THURSDAY, JUNE 19, 2008 |
After a long hiatus, the follow up to Neon Golden (which dropped in 2002)has appeared. We're happy to report it's the same kind of electronica-pop which made the band infamous, while capturing a new kind of foreboding with it's on-the-edge constructions. Each track feels closer and closer to disaster, and that's part of the appeal of the record: the movement to darkness is beautiful and intricate. Almost like music to watch a natural disaster to... in slow motion. Something equally depressing and awe-inspiring. Marcus and Micha Acher dare the world to "bring in the trouble."
The Notwist, (made up of the two Achers, Andi Haberl, and the programmer Martin Gretschmann) hail from Germany, but their sound is only lightly dusted with the expected electronics. With so many indie pop acts moving off the stage and onto the dance floor, it's surprising to see a band with that exact path mapped out for them crank out a record that sounds more like Thom Yorke's solo work. "Gloomy Planets" is still the kind of layers the band usually works with, guitar, bells, horns, but "Alphabet" is a surprisingly dark track. Its full of random drum bursts and noises underneath a driving tick and bass line. "I won't sing your algebra/I won't sing anything..." A funny sentiment coming off a track that sounds closer to math rock than the shine-pop that put them on the map here in the states. And yet, there is something indefinably appealing about the whole thing, like being drawn to a solar eclipse.

_What this task involves_: Please retype the whole Notwist album review above, keeping every word, space and mark unchanged.

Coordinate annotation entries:

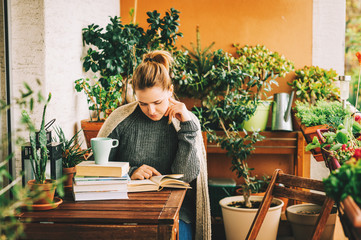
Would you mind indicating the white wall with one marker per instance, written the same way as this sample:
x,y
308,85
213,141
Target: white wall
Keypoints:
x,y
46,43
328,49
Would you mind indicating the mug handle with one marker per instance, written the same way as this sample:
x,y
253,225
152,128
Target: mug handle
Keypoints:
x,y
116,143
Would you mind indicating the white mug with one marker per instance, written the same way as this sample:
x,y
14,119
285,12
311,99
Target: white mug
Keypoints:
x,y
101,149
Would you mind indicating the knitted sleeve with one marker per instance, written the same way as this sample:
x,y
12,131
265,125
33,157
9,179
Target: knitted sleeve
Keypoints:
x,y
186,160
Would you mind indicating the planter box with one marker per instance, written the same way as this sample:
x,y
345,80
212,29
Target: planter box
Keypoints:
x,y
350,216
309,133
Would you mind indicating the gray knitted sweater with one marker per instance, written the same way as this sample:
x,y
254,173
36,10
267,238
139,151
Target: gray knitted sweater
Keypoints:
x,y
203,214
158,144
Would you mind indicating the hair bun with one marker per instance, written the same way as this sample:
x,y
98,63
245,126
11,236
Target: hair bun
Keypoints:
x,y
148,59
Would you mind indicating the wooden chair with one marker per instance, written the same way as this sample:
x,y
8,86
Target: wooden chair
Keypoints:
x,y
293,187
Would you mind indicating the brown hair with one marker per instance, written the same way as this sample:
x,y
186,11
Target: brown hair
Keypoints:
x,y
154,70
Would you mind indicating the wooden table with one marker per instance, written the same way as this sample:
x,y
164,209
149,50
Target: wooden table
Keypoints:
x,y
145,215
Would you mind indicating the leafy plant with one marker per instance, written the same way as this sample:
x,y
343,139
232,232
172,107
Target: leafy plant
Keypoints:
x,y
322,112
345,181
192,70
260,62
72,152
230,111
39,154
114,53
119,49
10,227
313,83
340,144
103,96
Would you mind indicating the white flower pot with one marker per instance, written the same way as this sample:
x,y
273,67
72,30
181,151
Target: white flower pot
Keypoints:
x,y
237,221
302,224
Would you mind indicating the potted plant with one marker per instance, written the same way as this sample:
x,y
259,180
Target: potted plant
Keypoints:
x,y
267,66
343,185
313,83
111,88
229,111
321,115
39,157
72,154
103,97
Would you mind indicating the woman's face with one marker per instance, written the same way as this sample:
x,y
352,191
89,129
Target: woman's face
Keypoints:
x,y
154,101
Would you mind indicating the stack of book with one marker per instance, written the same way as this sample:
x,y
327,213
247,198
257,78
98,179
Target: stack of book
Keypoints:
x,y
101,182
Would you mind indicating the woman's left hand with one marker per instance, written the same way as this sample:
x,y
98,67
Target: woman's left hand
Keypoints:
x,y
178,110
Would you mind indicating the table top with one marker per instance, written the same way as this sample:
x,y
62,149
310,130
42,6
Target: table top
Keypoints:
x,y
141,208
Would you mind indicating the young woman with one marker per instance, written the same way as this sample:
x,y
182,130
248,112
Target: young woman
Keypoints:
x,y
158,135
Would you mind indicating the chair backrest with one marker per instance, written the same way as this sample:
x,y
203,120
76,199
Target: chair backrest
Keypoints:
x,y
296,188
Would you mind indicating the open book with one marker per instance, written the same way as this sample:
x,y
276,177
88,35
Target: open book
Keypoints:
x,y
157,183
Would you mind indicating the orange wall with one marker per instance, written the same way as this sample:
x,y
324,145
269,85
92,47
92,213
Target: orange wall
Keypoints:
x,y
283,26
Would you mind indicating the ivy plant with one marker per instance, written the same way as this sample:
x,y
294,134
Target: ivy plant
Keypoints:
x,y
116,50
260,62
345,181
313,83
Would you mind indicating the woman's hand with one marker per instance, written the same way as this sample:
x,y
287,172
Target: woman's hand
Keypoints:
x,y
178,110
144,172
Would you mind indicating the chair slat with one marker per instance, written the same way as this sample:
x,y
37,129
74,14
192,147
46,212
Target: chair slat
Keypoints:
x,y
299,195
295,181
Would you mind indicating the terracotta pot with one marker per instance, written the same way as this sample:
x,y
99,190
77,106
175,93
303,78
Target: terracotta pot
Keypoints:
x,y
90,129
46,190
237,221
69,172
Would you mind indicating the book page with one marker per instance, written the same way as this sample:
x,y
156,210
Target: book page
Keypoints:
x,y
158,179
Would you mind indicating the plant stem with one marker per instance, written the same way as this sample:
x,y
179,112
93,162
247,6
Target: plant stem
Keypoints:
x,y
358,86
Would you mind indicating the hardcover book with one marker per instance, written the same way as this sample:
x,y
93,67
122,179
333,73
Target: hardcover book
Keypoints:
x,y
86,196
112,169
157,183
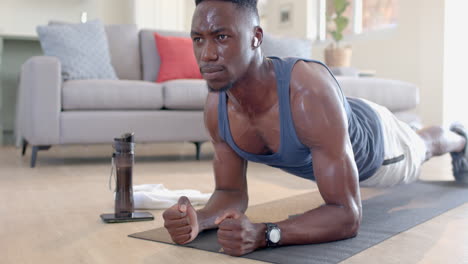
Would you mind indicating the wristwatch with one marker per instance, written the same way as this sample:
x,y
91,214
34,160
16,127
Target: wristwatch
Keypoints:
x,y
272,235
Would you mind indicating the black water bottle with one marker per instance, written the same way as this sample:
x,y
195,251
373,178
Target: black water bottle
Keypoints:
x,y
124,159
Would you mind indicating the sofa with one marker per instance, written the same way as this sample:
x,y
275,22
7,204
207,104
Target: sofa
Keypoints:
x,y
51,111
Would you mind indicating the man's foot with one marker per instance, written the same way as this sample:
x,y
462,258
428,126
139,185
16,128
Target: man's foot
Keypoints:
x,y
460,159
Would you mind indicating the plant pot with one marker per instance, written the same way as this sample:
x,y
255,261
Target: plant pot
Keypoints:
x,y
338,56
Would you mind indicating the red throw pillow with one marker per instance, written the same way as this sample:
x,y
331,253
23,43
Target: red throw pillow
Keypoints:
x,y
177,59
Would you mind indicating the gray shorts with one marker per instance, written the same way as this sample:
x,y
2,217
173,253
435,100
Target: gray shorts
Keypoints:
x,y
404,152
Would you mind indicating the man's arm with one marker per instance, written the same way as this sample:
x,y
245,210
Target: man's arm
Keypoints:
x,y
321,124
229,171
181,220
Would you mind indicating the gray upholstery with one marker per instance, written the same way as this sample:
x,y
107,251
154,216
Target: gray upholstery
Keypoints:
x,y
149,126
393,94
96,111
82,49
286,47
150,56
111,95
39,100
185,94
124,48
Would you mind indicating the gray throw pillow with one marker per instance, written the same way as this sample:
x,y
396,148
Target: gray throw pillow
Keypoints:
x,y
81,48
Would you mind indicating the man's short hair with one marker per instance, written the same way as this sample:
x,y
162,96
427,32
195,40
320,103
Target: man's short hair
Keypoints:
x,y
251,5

---

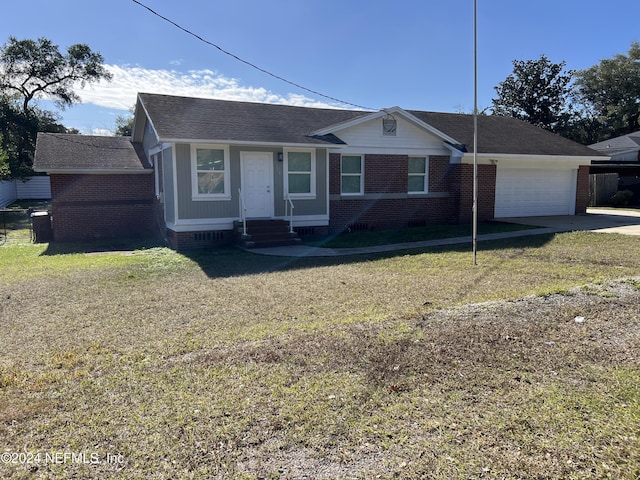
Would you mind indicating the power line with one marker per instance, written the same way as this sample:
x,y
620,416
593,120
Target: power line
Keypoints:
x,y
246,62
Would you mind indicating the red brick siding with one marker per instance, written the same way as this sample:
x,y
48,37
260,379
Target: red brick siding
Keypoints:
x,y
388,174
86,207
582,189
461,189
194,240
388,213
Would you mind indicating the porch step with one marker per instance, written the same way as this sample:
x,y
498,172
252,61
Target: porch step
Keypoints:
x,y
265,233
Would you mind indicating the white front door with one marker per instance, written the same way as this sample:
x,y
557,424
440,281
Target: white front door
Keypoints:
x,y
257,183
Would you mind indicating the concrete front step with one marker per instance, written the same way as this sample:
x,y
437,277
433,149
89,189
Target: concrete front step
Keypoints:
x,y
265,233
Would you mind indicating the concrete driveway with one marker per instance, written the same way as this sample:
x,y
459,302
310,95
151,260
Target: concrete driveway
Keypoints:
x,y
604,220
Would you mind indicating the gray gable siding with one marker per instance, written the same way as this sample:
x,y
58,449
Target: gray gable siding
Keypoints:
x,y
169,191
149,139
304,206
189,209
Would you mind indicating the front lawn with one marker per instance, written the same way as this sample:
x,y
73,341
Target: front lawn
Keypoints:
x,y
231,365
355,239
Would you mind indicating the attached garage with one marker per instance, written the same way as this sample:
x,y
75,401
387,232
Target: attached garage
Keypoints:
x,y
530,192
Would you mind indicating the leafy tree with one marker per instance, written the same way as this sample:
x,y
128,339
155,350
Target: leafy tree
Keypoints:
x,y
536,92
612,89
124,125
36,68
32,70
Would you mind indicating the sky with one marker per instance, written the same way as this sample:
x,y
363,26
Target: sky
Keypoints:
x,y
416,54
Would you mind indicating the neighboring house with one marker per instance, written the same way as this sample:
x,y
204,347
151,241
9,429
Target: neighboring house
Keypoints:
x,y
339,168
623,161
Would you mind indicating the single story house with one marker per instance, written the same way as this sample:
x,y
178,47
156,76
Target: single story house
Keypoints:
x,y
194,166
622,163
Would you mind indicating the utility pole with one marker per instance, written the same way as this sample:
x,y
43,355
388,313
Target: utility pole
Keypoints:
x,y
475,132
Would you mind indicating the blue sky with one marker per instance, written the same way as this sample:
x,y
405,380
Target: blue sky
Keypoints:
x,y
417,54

==

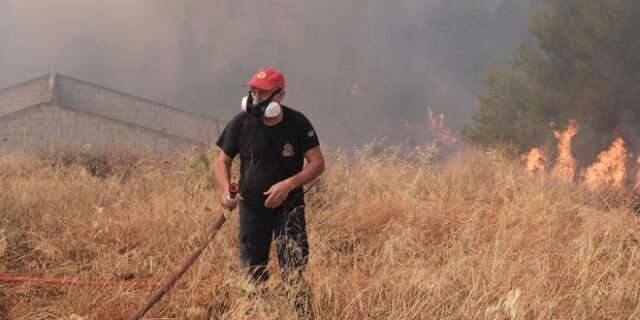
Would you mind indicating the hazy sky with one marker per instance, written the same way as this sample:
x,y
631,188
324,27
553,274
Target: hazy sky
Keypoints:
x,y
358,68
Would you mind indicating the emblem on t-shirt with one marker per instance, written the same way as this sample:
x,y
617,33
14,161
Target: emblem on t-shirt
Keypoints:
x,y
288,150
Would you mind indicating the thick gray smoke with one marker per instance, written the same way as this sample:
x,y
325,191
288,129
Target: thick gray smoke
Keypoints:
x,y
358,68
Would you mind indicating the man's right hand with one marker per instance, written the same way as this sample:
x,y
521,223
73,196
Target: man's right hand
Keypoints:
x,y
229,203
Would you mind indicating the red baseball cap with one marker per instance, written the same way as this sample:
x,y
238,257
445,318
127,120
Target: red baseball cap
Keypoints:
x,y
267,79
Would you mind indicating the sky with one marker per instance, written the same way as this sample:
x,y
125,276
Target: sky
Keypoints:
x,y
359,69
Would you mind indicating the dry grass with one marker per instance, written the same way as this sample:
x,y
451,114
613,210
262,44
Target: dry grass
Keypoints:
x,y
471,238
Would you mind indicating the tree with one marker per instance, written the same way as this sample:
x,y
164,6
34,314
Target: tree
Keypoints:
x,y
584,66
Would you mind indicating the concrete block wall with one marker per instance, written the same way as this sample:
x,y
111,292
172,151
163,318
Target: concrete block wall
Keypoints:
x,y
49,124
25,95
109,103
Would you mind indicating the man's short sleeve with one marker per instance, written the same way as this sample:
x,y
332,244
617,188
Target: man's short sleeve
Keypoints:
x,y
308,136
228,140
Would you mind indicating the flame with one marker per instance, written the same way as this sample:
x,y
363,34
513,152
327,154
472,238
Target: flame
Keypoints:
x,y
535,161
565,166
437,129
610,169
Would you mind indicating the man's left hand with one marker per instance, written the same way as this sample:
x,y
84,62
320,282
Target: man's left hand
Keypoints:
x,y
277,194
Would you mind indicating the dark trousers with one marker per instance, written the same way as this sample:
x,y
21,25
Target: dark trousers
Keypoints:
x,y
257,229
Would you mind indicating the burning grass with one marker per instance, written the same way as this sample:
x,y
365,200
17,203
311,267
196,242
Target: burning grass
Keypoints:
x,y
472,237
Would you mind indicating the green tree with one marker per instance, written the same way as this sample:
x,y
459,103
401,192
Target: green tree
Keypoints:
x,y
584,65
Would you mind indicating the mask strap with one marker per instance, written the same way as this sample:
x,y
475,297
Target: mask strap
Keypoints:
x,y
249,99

_Solution to this task_:
THURSDAY, JUNE 19, 2008 |
After a long hiatus, the follow up to Neon Golden (which dropped in 2002)has appeared. We're happy to report it's the same kind of electronica-pop which made the band infamous, while capturing a new kind of foreboding with it's on-the-edge constructions. Each track feels closer and closer to disaster, and that's part of the appeal of the record: the movement to darkness is beautiful and intricate. Almost like music to watch a natural disaster to... in slow motion. Something equally depressing and awe-inspiring. Marcus and Micha Acher dare the world to "bring in the trouble."
The Notwist, (made up of the two Achers, Andi Haberl, and the programmer Martin Gretschmann) hail from Germany, but their sound is only lightly dusted with the expected electronics. With so many indie pop acts moving off the stage and onto the dance floor, it's surprising to see a band with that exact path mapped out for them crank out a record that sounds more like Thom Yorke's solo work. "Gloomy Planets" is still the kind of layers the band usually works with, guitar, bells, horns, but "Alphabet" is a surprisingly dark track. Its full of random drum bursts and noises underneath a driving tick and bass line. "I won't sing your algebra/I won't sing anything..." A funny sentiment coming off a track that sounds closer to math rock than the shine-pop that put them on the map here in the states. And yet, there is something indefinably appealing about the whole thing, like being drawn to a solar eclipse.